** start DATA SHOWN **
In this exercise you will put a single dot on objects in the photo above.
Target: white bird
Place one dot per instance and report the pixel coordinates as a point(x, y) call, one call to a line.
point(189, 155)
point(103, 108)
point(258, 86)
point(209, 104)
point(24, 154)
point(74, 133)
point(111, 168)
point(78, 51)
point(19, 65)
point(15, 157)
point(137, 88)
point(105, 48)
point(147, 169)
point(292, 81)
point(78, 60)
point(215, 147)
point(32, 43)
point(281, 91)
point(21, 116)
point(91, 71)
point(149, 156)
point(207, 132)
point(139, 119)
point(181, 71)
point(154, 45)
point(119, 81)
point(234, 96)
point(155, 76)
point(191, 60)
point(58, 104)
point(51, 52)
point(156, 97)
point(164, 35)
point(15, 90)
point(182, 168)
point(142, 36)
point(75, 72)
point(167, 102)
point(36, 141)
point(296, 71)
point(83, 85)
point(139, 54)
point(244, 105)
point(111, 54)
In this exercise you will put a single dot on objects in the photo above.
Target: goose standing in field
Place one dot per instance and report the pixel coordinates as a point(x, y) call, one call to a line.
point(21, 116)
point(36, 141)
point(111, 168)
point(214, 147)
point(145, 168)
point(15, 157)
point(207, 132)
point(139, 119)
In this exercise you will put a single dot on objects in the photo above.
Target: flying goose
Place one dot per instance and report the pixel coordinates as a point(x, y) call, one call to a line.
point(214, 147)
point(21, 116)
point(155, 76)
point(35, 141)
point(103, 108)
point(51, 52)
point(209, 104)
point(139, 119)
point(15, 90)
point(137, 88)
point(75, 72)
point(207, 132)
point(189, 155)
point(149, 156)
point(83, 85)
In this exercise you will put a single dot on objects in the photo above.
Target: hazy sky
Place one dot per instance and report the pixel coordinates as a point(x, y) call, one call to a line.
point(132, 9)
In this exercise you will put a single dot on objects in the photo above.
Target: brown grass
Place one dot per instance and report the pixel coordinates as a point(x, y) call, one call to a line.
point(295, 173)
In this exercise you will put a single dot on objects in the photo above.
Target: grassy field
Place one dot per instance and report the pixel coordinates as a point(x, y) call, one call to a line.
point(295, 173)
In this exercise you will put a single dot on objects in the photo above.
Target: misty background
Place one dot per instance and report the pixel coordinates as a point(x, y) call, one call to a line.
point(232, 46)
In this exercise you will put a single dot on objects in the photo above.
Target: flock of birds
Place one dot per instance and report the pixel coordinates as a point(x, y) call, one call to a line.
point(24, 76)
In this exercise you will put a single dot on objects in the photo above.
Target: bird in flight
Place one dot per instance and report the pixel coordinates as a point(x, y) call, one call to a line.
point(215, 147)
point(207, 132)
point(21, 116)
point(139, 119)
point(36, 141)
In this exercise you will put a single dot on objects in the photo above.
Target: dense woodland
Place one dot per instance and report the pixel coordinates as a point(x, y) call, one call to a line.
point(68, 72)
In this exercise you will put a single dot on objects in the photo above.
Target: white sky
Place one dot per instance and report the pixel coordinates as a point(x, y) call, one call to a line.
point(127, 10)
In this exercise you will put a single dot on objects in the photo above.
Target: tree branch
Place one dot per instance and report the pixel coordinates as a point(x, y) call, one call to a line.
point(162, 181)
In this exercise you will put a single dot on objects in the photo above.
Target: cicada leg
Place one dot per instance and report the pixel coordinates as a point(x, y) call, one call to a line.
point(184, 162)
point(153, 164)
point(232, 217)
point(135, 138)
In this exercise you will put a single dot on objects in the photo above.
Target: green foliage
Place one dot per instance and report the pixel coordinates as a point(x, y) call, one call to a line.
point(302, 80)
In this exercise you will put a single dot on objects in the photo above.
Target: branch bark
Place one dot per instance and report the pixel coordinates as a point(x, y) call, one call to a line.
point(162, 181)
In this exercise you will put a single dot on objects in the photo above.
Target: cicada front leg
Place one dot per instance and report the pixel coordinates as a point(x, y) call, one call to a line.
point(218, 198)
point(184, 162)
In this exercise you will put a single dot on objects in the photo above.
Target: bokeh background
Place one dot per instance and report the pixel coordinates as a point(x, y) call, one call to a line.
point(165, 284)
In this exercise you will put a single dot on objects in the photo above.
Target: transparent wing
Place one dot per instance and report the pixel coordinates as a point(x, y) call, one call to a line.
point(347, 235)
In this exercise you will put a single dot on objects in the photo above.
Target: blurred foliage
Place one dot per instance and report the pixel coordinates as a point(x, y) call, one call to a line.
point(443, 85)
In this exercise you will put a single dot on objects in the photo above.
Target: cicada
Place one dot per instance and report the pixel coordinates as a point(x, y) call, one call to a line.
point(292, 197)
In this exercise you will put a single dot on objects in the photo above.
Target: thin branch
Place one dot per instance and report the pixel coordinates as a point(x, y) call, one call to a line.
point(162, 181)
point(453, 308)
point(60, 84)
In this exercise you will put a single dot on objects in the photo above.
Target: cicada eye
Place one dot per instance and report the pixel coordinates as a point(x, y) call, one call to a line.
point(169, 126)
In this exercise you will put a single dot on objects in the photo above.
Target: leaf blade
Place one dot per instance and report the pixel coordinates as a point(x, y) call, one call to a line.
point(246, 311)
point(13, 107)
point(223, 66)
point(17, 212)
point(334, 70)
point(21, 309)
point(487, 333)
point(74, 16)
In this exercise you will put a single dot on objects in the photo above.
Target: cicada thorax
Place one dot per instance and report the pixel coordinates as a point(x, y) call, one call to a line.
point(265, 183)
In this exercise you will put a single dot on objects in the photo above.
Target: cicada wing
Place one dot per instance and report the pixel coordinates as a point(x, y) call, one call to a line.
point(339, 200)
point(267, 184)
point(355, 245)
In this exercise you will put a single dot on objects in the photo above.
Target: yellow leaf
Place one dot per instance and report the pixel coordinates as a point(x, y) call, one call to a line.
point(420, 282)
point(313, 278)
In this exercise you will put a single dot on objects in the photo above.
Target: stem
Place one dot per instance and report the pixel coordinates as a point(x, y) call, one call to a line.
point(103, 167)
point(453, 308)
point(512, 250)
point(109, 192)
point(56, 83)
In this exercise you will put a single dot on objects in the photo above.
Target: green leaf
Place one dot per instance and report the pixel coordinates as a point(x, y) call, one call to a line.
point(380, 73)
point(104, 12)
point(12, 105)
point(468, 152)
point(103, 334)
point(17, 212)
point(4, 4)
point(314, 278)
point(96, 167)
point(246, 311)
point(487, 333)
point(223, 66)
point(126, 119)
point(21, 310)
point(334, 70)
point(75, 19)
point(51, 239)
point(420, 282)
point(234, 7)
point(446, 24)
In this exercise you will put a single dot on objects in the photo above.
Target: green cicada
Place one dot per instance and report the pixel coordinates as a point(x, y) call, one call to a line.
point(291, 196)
** end DATA SHOWN **
Rewrite the items above as a numbered list, starting from their first line and running through the line that contains "point(132, 9)", both ends included. Leave out any blank lines.

1. In this exercise you will put a single dot on objects in the photo above.
2. Target: white bird
3. Place one dot per instance and report the pixel coordinates as a point(x, y) call, one call to a line.
4. point(189, 155)
5. point(103, 108)
6. point(258, 86)
7. point(209, 104)
8. point(24, 154)
9. point(74, 133)
10. point(111, 168)
11. point(78, 51)
12. point(19, 65)
13. point(15, 157)
14. point(137, 88)
15. point(105, 48)
16. point(147, 169)
17. point(292, 81)
18. point(78, 60)
19. point(215, 147)
20. point(32, 43)
21. point(281, 91)
22. point(21, 116)
23. point(91, 71)
24. point(149, 156)
25. point(207, 132)
26. point(139, 119)
27. point(181, 71)
28. point(154, 45)
29. point(119, 81)
30. point(234, 96)
31. point(155, 76)
32. point(191, 60)
33. point(58, 104)
34. point(51, 52)
35. point(156, 97)
36. point(164, 35)
37. point(15, 90)
38. point(182, 168)
39. point(142, 36)
40. point(75, 72)
41. point(167, 102)
42. point(36, 141)
43. point(296, 71)
44. point(83, 85)
45. point(139, 54)
46. point(244, 105)
47. point(111, 54)
48. In this exercise you will put a single dot on objects in the photo above.
49. Target: goose standing in field
50. Place one dot per instance and report the pixel coordinates as a point(x, y) call, one call to a line.
51. point(21, 116)
52. point(36, 141)
53. point(111, 168)
54. point(214, 147)
55. point(145, 168)
56. point(15, 157)
57. point(207, 132)
58. point(139, 119)
59. In this exercise you will put a single dot on objects in the photo above.
60. Target: flying goose
61. Place one dot per instance and report the pixel coordinates as a point(x, y) call, one call to a line.
62. point(214, 147)
63. point(21, 116)
64. point(155, 76)
65. point(35, 141)
66. point(103, 108)
67. point(51, 52)
68. point(209, 104)
69. point(139, 119)
70. point(15, 90)
71. point(137, 88)
72. point(75, 72)
73. point(207, 132)
74. point(189, 155)
75. point(149, 156)
76. point(83, 85)
77. In this exercise you will put a single dot on objects in the photo above.
78. Target: hazy sky
79. Place one dot per instance and report the pixel coordinates as a point(x, y) call, one call to a line.
80. point(132, 9)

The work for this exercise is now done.